WORK TO BE COMPLETED: Please restate, word for word, the lines below that begin at the one with "positive clicks: (165, 102)" and end at the one with "positive clicks: (166, 105)". Leave out all other lines.

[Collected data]
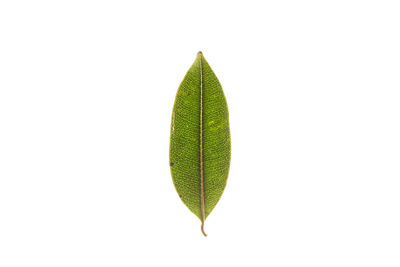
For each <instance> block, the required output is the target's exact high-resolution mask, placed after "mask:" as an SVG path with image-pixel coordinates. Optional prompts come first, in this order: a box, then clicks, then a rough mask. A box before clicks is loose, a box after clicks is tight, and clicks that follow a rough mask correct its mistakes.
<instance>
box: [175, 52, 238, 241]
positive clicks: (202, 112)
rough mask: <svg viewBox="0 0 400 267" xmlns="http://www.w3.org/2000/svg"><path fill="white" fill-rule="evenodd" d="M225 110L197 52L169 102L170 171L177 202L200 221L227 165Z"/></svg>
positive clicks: (218, 194)
mask: <svg viewBox="0 0 400 267" xmlns="http://www.w3.org/2000/svg"><path fill="white" fill-rule="evenodd" d="M230 148H231V147H230V130H229V114H228V107H227V103H226V99H225V96H224V93H223V91H222V87H221V85H220V83H219V81H218V79H217V77H216V76H215V74H214V72H213V71H212V69H211V67H210V66H209V64H208V62H207V61H206V60H205V58H204V57H203V55H202V53H201V52H199V54H198V56H197V58H196V60H195V62H194V63H193V65H192V66H191V68H190V69H189V70H188V72H187V73H186V75H185V77H184V79H183V81H182V83H181V84H180V86H179V88H178V92H177V95H176V98H175V103H174V108H173V113H172V123H171V139H170V168H171V174H172V179H173V182H174V185H175V188H176V191H177V192H178V194H179V196H180V198H181V200H182V201H183V202H184V204H185V205H186V206H187V207H188V208H189V209H190V210H191V211H192V212H193V213H194V214H195V215H196V216H197V217H199V219H200V220H201V222H202V227H201V230H202V232H203V234H204V235H205V233H204V228H203V226H204V221H205V219H206V218H207V216H208V215H209V214H210V213H211V211H212V210H213V209H214V207H215V206H216V204H217V203H218V201H219V199H220V197H221V195H222V193H223V191H224V189H225V185H226V180H227V178H228V173H229V165H230Z"/></svg>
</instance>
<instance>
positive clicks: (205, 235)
mask: <svg viewBox="0 0 400 267" xmlns="http://www.w3.org/2000/svg"><path fill="white" fill-rule="evenodd" d="M201 232H202V233H203V235H204V236H207V234H206V232H204V222H201Z"/></svg>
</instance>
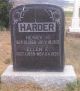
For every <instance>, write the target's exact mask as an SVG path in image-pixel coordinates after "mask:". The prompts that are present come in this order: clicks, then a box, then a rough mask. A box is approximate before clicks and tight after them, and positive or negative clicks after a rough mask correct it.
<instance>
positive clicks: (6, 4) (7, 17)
mask: <svg viewBox="0 0 80 91" xmlns="http://www.w3.org/2000/svg"><path fill="white" fill-rule="evenodd" d="M10 8H11V5H10V4H9V2H8V0H0V27H5V28H8V27H9V11H10Z"/></svg>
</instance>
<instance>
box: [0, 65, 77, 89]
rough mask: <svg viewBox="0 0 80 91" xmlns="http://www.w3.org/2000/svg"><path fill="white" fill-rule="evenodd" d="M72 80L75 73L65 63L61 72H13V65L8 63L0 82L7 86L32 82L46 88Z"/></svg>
mask: <svg viewBox="0 0 80 91" xmlns="http://www.w3.org/2000/svg"><path fill="white" fill-rule="evenodd" d="M74 80H76V74H75V72H74V68H73V66H71V65H65V68H64V71H63V72H28V71H27V72H14V71H13V66H12V65H10V66H9V67H8V68H7V69H6V70H5V72H4V73H3V74H2V75H1V82H2V83H3V84H6V85H7V86H10V85H12V86H13V85H14V84H28V83H33V84H36V85H38V86H40V87H41V88H46V89H48V88H53V87H54V86H56V87H60V88H61V87H64V86H66V84H67V83H70V82H73V81H74Z"/></svg>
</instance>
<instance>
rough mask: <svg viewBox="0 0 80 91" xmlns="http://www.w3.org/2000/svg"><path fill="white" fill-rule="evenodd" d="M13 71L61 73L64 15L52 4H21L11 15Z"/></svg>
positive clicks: (63, 39) (63, 13)
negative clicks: (41, 71) (60, 71)
mask: <svg viewBox="0 0 80 91" xmlns="http://www.w3.org/2000/svg"><path fill="white" fill-rule="evenodd" d="M11 37H12V52H13V67H14V70H19V71H26V70H30V71H32V70H35V71H37V70H43V71H48V70H49V71H53V70H54V71H62V70H63V68H64V13H63V10H62V9H61V8H59V7H57V6H54V5H45V4H43V5H41V4H39V5H22V6H19V7H17V8H15V9H13V10H12V12H11Z"/></svg>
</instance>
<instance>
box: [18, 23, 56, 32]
mask: <svg viewBox="0 0 80 91" xmlns="http://www.w3.org/2000/svg"><path fill="white" fill-rule="evenodd" d="M18 30H19V32H56V24H55V23H18Z"/></svg>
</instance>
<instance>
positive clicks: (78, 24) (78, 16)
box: [69, 0, 80, 35]
mask: <svg viewBox="0 0 80 91" xmlns="http://www.w3.org/2000/svg"><path fill="white" fill-rule="evenodd" d="M69 32H73V33H79V35H80V25H79V0H74V10H73V17H72V25H71V27H69Z"/></svg>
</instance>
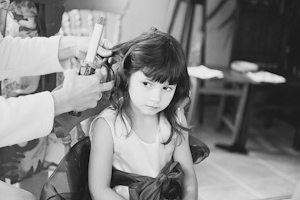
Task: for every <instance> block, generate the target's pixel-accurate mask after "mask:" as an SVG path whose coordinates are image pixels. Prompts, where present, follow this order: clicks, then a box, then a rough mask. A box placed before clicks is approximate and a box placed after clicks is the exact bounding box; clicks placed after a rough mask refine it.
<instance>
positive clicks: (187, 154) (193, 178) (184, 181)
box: [174, 112, 198, 200]
mask: <svg viewBox="0 0 300 200" xmlns="http://www.w3.org/2000/svg"><path fill="white" fill-rule="evenodd" d="M179 115H180V116H179V119H181V120H180V121H181V124H182V125H183V126H186V125H187V122H186V118H185V116H184V114H183V113H182V112H179ZM183 136H184V139H183V140H182V142H181V143H180V145H179V146H176V148H175V151H174V161H177V162H179V163H180V165H181V167H182V169H183V171H184V178H183V182H182V191H183V197H182V199H183V200H197V199H198V183H197V178H196V174H195V169H194V164H193V160H192V155H191V151H190V147H189V139H188V134H187V133H184V134H183Z"/></svg>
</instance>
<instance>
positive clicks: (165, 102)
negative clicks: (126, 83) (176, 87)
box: [128, 71, 176, 115]
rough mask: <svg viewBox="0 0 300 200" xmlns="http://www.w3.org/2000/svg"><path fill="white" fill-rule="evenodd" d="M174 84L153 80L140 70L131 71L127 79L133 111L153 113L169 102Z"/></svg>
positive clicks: (166, 105) (131, 106) (175, 87)
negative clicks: (127, 80) (128, 82)
mask: <svg viewBox="0 0 300 200" xmlns="http://www.w3.org/2000/svg"><path fill="white" fill-rule="evenodd" d="M175 90H176V85H169V84H168V83H167V82H166V83H159V82H153V81H151V79H149V78H148V77H146V76H145V75H144V73H143V72H142V71H137V72H135V73H133V74H132V75H131V77H130V80H129V89H128V92H129V97H130V105H131V108H132V109H133V111H134V112H135V111H138V112H141V113H142V114H146V115H155V114H157V113H159V112H160V111H162V110H164V109H165V108H166V107H167V106H168V105H169V104H170V102H171V100H172V98H173V96H174V94H175Z"/></svg>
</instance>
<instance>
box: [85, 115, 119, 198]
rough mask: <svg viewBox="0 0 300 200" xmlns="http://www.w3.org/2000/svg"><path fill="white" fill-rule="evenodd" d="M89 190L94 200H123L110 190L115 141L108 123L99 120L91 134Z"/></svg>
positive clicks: (96, 123)
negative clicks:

OUTPUT FOR THIS TASK:
positive clicks: (165, 102)
negative clicks: (126, 83) (176, 87)
box: [128, 71, 176, 115]
rough mask: <svg viewBox="0 0 300 200" xmlns="http://www.w3.org/2000/svg"><path fill="white" fill-rule="evenodd" d="M174 84L153 80L140 70L131 71L127 79L133 111L153 113L169 102Z"/></svg>
positive clicks: (166, 105) (131, 106) (175, 87)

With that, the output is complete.